• Tâches à réaliser:
1. Traduisez en anglais cette phrase de l'article sur les centres de santé privés à Yaoundé : « Malgré la décision du ministère camerounais de la Santé publique suspendant leurs activités, les centres de santé privés continuent de proliférer à Yaoundé, la capitale. »
2. Repérez chaque ligne contenant le mot « bowl », en tenant compte de la casse, et recopiez-la.

• Extrait du texte:
▼

Malgré la décision du ministère camerounais de la Santé publique suspendant leurs activités, les centres de santé privés continuent de proliférer à Yaoundé, la capitale.
Connus sous l'appellation de Groupements d'initiative commune( GIC) santé, les centres de santé privés sont des structures appartenant à des particuliers et offrant des services sanitaires aux populations riveraines en fonction de leur bourse.
A l'origine, les GIC santé sont une initiative du ministère de... l'Agriculture, mais ce n'est pas cette étrangeté qui explique que les populations, qui en sont les principales bénéficiaires, aient accueilli la décision de façon mitigée.
Dans le souci de mettre en place des structures d'encadrement des agriculteurs, leur ministère de tutelle avait obtenu l'adoption de la loi 92/006 du 14 août 1992 et son décret d'application du 23 novembre 1992 portant création des GIC.
Seulement la loi ne précisant pas un domaine d'activité précis, de nombreuses personnes se sont ruées sur les GIC santé, du fait de l'importance de la demande exprimée par les populations.
Pour Georges M., responsable de famille à Yaoundé, les GIC santé résolvent le problème de soins de première nécessité qui commençaient à se faire rares dans les structures d'Etat.

▲

• Données des tâches:
▼

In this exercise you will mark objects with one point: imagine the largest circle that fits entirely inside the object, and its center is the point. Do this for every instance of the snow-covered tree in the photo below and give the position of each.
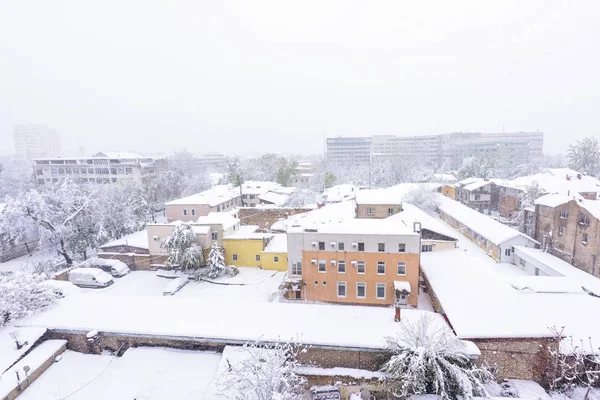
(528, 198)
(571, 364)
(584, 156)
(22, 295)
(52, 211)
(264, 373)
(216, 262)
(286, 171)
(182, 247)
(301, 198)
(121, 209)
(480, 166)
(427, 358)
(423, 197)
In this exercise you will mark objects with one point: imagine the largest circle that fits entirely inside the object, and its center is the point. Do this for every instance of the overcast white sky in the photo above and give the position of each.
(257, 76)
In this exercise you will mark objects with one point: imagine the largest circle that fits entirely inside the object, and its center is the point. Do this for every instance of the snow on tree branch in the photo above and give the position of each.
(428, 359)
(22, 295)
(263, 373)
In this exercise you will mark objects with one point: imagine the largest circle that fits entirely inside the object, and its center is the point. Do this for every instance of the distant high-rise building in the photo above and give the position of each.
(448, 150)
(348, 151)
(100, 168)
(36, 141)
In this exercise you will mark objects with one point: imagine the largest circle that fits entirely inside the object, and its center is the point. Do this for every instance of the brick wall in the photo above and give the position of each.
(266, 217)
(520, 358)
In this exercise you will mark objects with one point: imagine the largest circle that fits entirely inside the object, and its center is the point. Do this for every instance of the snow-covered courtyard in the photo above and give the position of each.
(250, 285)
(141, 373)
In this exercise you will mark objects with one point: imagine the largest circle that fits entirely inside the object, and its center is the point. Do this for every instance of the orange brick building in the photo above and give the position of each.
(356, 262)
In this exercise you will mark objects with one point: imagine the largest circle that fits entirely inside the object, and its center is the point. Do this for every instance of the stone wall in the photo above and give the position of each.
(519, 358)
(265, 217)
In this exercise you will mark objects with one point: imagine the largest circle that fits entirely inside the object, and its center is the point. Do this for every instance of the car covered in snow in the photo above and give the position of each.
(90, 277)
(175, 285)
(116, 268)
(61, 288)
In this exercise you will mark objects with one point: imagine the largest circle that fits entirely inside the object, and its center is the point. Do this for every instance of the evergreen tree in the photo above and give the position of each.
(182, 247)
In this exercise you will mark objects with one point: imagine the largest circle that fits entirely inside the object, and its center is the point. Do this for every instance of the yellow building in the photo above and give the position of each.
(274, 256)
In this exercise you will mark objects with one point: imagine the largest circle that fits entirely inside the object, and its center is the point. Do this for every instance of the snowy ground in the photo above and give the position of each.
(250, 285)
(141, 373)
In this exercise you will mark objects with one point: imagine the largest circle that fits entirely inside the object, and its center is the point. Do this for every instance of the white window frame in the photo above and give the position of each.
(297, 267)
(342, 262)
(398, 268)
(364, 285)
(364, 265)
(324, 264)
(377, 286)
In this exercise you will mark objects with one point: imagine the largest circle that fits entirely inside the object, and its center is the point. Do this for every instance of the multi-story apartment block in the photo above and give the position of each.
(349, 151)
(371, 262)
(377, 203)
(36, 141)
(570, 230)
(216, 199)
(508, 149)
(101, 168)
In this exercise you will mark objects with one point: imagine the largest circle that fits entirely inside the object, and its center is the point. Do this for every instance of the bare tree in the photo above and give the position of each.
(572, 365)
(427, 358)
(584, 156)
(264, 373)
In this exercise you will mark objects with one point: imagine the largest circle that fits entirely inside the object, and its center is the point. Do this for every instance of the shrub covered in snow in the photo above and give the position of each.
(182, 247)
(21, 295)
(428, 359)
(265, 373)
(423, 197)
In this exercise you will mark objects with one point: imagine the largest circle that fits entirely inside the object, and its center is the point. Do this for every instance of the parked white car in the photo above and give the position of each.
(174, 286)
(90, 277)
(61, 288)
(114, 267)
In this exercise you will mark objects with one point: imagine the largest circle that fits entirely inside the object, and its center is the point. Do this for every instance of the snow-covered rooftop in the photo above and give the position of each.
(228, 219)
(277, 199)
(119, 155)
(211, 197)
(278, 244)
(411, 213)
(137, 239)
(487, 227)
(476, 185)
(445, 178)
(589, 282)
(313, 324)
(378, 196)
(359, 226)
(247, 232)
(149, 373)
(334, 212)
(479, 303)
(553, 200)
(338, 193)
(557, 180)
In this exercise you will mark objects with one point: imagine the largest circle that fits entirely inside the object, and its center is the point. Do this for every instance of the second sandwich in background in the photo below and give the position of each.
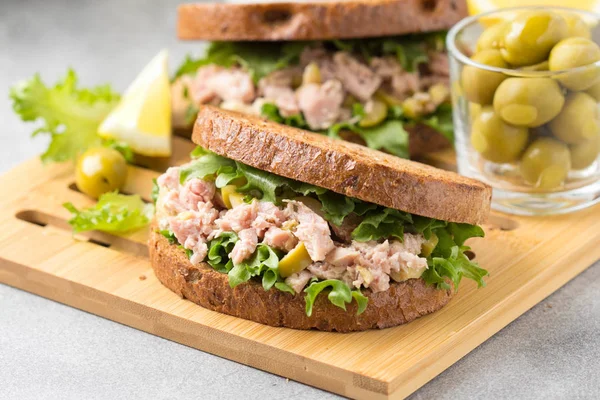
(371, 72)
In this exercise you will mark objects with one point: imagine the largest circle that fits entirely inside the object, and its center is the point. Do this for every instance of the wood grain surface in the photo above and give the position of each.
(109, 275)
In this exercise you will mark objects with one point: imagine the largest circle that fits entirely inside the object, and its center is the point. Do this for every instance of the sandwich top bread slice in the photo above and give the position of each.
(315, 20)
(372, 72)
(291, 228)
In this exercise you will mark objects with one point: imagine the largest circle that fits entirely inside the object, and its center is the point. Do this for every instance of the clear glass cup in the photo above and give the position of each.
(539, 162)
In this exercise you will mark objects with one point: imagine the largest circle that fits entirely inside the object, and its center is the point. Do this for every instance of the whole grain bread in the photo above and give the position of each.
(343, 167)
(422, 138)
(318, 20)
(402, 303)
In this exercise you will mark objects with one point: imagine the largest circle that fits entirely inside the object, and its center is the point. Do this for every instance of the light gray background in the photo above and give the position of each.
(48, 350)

▲
▼

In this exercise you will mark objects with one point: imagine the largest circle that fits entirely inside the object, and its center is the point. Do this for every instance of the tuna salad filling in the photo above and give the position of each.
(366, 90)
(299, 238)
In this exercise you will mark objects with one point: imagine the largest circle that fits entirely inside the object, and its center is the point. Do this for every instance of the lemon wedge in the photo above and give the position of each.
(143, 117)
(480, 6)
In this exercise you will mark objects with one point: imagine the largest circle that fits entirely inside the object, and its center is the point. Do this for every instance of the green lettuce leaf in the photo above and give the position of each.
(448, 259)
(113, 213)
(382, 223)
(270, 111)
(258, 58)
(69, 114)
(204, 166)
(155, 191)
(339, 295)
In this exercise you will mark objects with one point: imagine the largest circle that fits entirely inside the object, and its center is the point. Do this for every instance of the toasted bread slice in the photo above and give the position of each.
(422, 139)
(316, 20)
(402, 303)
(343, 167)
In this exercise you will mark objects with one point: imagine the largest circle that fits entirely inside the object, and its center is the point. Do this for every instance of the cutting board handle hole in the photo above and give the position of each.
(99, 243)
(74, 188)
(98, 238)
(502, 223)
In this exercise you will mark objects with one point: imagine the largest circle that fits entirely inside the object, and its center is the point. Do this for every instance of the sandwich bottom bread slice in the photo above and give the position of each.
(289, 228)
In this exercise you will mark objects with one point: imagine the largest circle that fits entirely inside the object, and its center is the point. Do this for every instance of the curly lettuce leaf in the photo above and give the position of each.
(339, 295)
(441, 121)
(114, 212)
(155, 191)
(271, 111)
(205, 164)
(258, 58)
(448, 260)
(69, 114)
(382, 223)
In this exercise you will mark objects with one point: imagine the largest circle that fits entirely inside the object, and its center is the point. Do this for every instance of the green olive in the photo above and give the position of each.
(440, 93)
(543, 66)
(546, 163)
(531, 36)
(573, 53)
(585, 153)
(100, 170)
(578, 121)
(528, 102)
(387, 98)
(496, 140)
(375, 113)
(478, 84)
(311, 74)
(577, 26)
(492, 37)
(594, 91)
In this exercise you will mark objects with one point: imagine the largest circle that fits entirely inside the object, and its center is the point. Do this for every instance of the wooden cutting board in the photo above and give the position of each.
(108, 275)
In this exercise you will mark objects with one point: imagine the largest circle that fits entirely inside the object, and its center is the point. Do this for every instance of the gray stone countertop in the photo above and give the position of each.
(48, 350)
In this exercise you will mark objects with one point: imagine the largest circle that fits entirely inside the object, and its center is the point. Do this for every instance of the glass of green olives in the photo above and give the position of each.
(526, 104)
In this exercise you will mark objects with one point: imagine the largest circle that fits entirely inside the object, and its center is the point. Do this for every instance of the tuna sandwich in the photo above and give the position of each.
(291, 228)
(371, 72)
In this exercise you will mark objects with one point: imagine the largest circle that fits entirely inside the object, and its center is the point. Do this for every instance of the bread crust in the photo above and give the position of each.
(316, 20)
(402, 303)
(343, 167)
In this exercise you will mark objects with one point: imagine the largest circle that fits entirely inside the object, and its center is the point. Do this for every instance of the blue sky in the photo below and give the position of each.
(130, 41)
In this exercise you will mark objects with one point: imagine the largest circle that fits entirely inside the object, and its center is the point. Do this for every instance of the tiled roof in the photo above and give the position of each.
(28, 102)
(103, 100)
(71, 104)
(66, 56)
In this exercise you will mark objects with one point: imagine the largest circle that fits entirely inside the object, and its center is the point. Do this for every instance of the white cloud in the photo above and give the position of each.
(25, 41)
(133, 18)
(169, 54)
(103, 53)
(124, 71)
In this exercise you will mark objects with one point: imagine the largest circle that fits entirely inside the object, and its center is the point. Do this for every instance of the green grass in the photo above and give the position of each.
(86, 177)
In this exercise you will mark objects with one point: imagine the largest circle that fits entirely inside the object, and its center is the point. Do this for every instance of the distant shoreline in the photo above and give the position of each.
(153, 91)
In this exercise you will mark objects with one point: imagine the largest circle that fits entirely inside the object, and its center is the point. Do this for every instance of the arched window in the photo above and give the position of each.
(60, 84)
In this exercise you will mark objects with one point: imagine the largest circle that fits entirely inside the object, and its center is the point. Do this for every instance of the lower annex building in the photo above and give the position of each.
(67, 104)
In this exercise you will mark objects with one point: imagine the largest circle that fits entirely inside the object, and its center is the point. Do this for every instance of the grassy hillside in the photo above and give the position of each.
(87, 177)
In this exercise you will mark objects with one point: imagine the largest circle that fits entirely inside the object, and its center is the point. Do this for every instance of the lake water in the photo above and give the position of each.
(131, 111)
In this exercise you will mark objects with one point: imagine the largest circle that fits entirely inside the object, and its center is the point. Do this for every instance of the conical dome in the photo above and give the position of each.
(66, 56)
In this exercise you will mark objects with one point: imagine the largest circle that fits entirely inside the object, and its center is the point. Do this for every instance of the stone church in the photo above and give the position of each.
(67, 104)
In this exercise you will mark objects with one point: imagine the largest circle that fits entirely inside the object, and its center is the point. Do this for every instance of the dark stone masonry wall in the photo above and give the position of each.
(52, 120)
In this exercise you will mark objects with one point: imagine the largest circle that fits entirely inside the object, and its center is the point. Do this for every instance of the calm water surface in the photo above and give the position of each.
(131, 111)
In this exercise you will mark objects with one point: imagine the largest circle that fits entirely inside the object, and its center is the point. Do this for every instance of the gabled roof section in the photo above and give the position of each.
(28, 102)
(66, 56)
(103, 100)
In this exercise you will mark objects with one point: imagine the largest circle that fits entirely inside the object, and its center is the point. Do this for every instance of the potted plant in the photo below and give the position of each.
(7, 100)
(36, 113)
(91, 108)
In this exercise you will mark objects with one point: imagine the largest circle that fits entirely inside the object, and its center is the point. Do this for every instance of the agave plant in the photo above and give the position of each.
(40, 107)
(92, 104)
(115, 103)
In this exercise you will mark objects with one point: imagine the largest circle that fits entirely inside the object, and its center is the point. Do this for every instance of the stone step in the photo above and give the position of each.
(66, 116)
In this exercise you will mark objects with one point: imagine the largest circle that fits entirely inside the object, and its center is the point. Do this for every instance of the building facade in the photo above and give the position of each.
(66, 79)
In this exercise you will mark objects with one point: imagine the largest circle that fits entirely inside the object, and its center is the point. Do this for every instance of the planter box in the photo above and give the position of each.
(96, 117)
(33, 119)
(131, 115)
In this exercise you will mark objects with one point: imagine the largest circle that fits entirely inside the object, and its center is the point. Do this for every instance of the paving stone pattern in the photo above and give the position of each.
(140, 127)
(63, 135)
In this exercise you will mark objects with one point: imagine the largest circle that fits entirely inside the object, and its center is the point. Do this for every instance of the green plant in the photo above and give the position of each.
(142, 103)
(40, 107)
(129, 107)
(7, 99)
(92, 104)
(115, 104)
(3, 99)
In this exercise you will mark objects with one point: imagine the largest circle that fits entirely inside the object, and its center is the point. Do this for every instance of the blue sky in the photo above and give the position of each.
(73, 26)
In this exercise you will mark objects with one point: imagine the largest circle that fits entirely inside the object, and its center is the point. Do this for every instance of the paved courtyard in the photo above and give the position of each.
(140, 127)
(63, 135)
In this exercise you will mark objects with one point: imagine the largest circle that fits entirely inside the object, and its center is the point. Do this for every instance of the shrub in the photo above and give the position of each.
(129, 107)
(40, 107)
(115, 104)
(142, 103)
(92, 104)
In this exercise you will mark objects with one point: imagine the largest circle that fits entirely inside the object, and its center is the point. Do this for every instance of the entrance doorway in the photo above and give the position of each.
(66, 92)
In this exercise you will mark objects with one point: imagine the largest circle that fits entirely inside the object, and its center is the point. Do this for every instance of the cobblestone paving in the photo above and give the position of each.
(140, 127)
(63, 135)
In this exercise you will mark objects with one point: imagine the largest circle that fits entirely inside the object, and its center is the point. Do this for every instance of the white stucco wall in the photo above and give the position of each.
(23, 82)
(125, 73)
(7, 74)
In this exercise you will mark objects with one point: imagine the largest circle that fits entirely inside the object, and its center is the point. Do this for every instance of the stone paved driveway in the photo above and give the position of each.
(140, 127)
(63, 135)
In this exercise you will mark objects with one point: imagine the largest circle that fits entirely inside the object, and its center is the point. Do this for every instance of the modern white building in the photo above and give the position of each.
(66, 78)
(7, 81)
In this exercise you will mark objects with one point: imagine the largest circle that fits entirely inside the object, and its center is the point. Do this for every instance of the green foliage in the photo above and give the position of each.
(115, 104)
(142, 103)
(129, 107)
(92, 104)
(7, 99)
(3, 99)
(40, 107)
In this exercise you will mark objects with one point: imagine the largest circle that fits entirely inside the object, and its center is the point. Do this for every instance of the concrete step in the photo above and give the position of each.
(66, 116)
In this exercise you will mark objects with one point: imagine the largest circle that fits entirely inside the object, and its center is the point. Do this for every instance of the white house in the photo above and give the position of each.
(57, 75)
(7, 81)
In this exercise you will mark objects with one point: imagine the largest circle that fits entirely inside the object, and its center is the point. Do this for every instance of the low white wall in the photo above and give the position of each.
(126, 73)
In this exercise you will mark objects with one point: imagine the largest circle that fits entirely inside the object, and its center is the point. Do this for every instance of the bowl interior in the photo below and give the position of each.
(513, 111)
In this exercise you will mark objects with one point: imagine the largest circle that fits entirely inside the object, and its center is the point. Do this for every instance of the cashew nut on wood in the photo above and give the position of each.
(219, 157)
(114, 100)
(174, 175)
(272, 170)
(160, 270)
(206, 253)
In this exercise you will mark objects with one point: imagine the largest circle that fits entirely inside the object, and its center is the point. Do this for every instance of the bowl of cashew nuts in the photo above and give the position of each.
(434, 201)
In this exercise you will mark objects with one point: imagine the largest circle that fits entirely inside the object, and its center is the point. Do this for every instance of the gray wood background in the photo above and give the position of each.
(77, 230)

▲
▼

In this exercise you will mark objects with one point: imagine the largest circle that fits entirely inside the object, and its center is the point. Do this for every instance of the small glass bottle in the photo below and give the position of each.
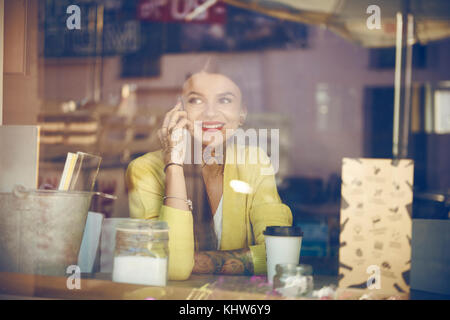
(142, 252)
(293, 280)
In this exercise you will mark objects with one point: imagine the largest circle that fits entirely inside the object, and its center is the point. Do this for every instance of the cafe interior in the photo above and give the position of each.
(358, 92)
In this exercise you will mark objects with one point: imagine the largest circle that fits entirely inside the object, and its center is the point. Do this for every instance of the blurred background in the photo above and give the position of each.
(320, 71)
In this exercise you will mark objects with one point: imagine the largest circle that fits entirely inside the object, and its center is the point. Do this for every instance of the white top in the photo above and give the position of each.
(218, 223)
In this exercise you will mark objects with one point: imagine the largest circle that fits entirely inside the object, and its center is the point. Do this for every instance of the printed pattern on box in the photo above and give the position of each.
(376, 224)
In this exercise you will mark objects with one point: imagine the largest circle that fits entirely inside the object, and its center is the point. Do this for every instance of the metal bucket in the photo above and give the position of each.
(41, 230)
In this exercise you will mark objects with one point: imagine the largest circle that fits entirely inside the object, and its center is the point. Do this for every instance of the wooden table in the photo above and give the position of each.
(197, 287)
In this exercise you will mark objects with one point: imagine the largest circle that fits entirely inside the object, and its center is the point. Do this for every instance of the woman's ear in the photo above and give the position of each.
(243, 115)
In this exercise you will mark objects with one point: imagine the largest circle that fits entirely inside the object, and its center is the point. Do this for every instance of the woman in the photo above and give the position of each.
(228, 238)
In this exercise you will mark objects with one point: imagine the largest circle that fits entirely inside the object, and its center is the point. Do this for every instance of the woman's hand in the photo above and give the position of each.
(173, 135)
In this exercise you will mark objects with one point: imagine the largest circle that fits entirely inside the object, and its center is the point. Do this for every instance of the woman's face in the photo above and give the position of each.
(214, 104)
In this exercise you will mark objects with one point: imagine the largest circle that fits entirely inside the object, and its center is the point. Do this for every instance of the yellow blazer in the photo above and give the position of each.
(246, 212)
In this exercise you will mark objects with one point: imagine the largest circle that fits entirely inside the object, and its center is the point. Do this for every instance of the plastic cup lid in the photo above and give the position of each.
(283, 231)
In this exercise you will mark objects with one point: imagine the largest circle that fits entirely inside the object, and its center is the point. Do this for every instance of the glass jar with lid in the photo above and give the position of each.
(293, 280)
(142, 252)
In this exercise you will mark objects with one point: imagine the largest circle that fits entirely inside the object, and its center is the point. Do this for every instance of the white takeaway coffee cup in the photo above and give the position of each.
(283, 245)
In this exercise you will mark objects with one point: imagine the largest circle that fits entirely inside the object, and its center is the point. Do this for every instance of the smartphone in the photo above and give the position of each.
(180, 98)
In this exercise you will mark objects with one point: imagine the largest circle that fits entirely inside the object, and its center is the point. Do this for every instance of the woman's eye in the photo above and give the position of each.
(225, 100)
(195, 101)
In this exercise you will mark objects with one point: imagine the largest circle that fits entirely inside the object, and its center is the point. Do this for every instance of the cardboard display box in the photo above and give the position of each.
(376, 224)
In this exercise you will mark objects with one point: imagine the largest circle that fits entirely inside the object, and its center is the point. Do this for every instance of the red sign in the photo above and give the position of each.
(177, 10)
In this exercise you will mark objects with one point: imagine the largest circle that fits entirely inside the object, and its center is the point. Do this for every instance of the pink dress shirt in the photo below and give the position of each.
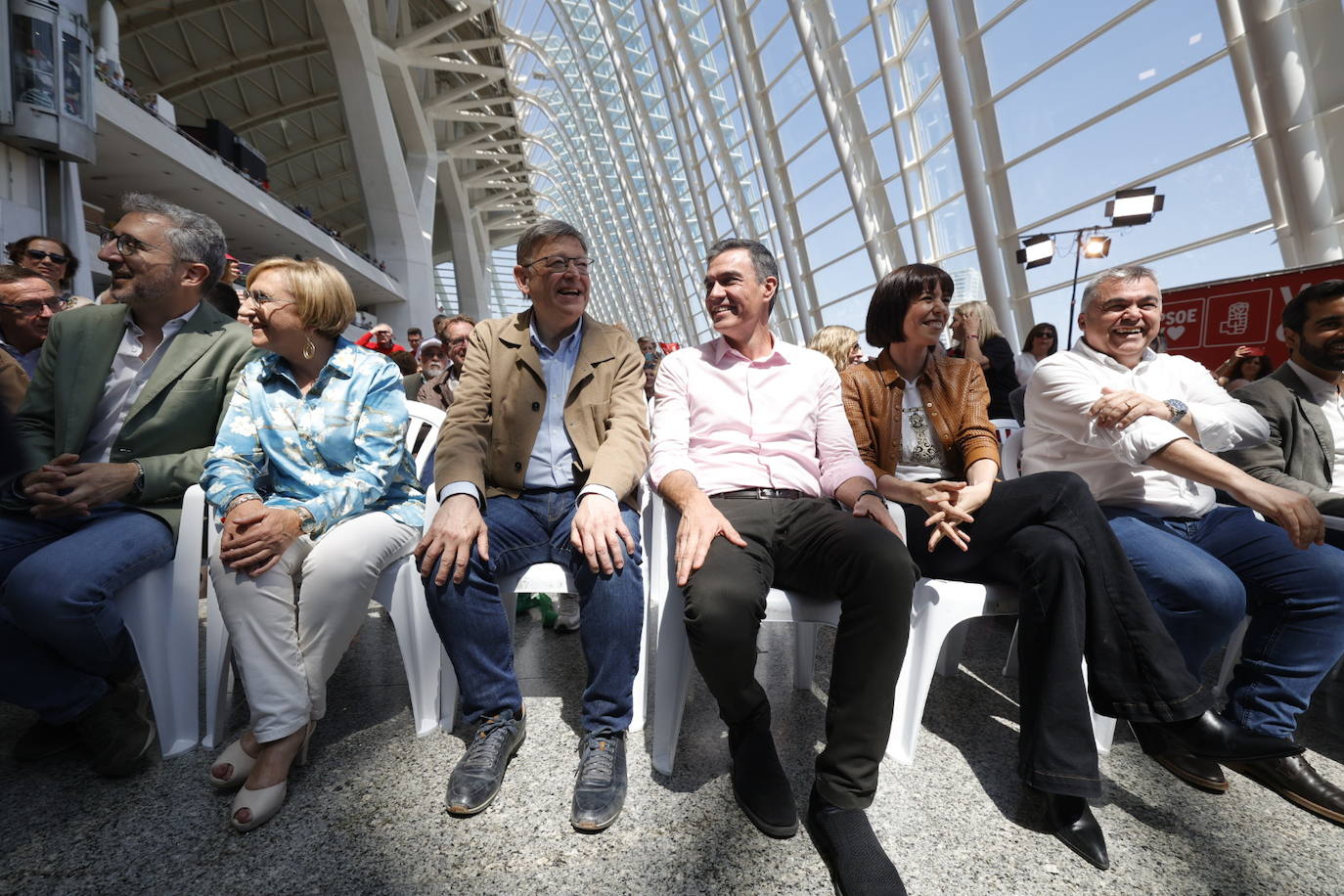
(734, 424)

▲

• Réponses par tâche:
1. Despite the Cameroonian Ministry of Public Health's decision suspending their activities, private health centers continue to proliferate in Yaoundé, the capital.

2.
In this exercise you will mark objects with one point: imagine the largest circle that fits entirely inside the object, and its center is the point. Do this for every instance of the bowl interior in the photo below and give the position of each.
In this exercise you will mark objects with one point: imagine the largest circle that fits entirely inside the object, and its center is the point. Do this for every instance of the bowl of cashew nuts in the photo above and give the position of each.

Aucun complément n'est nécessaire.